▼

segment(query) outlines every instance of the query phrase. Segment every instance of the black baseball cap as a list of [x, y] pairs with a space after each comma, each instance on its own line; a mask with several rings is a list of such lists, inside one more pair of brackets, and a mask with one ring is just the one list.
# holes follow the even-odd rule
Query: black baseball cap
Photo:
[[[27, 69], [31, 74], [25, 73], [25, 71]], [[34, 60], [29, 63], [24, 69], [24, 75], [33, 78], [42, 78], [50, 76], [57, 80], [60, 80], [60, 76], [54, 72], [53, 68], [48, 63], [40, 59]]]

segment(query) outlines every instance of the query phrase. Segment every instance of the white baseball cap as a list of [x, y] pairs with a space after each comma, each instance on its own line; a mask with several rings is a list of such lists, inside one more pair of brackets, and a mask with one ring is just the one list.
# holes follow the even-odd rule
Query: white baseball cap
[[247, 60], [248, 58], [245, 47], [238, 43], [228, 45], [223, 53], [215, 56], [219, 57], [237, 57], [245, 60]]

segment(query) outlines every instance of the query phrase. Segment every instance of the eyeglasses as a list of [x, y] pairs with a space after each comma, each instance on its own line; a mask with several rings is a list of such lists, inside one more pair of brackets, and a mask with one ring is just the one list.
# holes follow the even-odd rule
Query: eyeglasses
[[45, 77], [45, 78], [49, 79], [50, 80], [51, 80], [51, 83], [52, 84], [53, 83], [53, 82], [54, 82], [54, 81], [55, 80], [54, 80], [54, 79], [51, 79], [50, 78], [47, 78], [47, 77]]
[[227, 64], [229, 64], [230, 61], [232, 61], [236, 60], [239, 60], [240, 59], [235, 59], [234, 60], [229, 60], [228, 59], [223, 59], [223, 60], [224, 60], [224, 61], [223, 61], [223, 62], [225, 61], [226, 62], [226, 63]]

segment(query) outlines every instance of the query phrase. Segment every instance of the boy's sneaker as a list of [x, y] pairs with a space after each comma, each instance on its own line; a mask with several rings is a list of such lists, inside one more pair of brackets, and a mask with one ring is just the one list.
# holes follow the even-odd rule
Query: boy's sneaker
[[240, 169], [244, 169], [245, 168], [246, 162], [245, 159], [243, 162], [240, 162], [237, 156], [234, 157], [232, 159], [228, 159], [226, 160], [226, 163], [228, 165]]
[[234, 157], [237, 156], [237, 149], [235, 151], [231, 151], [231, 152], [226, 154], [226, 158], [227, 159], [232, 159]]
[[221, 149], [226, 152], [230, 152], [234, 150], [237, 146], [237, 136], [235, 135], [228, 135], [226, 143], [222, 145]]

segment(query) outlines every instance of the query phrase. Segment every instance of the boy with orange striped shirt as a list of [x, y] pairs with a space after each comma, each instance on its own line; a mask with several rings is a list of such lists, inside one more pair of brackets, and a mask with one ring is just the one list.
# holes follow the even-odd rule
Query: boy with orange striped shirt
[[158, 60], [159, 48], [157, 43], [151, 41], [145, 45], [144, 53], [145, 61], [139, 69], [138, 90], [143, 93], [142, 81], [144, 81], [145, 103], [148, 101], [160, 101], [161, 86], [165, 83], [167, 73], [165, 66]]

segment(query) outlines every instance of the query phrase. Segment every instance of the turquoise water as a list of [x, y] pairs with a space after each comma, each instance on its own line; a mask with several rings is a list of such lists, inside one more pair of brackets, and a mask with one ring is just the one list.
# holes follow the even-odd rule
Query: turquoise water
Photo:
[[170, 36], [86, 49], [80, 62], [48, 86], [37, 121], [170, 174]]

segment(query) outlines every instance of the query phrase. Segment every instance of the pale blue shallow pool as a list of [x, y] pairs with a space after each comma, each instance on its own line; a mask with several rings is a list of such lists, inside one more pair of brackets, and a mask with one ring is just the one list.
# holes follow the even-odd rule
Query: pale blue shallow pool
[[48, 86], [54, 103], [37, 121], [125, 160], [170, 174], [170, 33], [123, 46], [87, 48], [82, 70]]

▲

TASK GOAL
Output every line of the items above as a JSON list of strings, one string per line, leaving out blank lines.

CORRECT RESPONSE
[
  "segment(query) outlines every instance of the query phrase. Segment every instance of the black baseball cap as a list of [x, y] pairs with a space after each comma, each instance on its own line; a mask with several rings is a list of such lists, inside one more pair of brackets, and a mask with one ring is just the one list.",
  "# holes follow the even-odd rule",
  "Query: black baseball cap",
  "Photo:",
  "[[[27, 69], [31, 74], [25, 73], [25, 71]], [[34, 60], [29, 63], [24, 69], [24, 75], [33, 78], [42, 78], [50, 76], [57, 80], [60, 80], [60, 76], [54, 72], [53, 68], [48, 63], [40, 59]]]",
  "segment(query) outlines every instance of the query phrase. Segment every instance of the white baseball cap as a list of [x, y] pairs with a space after each comma, each instance on its own line; a mask with several rings is a list of such lists, inside one more pair of brackets, and a mask with one ring is just the one list.",
  "# holes follow the even-odd rule",
  "Query: white baseball cap",
  "[[247, 60], [248, 58], [245, 47], [238, 43], [228, 45], [223, 53], [215, 56], [219, 57], [237, 57], [245, 60]]",
  "segment(query) outlines every instance of the query phrase. Segment every instance of the eyeglasses as a list of [x, y] pairs with a space after each comma, each instance on its own line; a mask with several rings is a list of such lists, inside one more pair of brackets, and a mask with one ring is just the one list.",
  "# holes follow the even-odd rule",
  "Query: eyeglasses",
  "[[45, 77], [45, 78], [49, 79], [50, 80], [51, 80], [51, 83], [52, 84], [53, 83], [53, 82], [54, 82], [54, 81], [55, 80], [54, 80], [54, 79], [51, 79], [50, 78], [47, 78], [47, 77]]",
  "[[227, 64], [229, 64], [230, 61], [232, 61], [236, 60], [239, 60], [240, 59], [235, 59], [234, 60], [229, 60], [228, 59], [223, 59], [223, 60], [224, 60], [224, 61], [223, 61], [223, 62], [225, 61], [226, 62], [226, 63]]",
  "segment(query) outlines every instance of the query phrase. Segment every instance of the boy's sneaker as a list of [x, y] pairs with a space after each comma, each instance on its own line; a mask with several rings is a list of such lists, inside one more pair of brackets, and a mask with one ring is just the one list.",
  "# holes follow the even-odd rule",
  "Query: boy's sneaker",
  "[[240, 169], [244, 169], [245, 168], [246, 162], [245, 159], [243, 162], [240, 162], [237, 156], [234, 157], [232, 159], [228, 159], [226, 160], [226, 163], [228, 165]]",
  "[[234, 157], [237, 156], [237, 149], [235, 151], [231, 151], [231, 152], [226, 154], [226, 158], [227, 159], [232, 159]]",
  "[[221, 149], [226, 152], [230, 152], [234, 150], [237, 146], [237, 136], [235, 135], [228, 135], [226, 143], [222, 145]]",
  "segment(query) outlines every instance of the query phrase. Segment every instance of the boy with orange striped shirt as a list of [x, y] pairs with a space after each comma, each instance on its own line; a mask with several rings is a list of such lists, inside one more pair of brackets, and a mask with one ring is just the one list.",
  "# holes follow the even-odd rule",
  "Query: boy with orange striped shirt",
  "[[158, 60], [159, 48], [157, 43], [151, 41], [145, 45], [144, 53], [145, 61], [139, 69], [138, 90], [143, 93], [142, 81], [144, 81], [145, 103], [148, 101], [160, 101], [161, 86], [165, 83], [167, 73], [165, 66]]",
  "segment(query) outlines every instance of the query phrase. Segment every instance of the turquoise water as a list of [x, y] pairs with a space after each comma, each instance on its own line; a mask with several rings is a list of such lists, inside one more pair of brackets, and a mask with one ring is just the one list.",
  "# holes follow the even-odd rule",
  "Query: turquoise water",
  "Photo:",
  "[[170, 36], [86, 49], [80, 62], [48, 86], [37, 121], [170, 174]]",
  "segment(query) outlines every instance of the query phrase. Segment every instance of the pale blue shallow pool as a list of [x, y] pairs with a space after each comma, each instance on its own line; a mask with several rings is a list of such lists, inside one more pair of brackets, and a mask with one ring is just the one list.",
  "# holes follow the even-odd rule",
  "Query: pale blue shallow pool",
  "[[48, 86], [54, 103], [37, 121], [125, 160], [170, 174], [170, 33], [123, 46], [87, 48], [82, 70]]"
]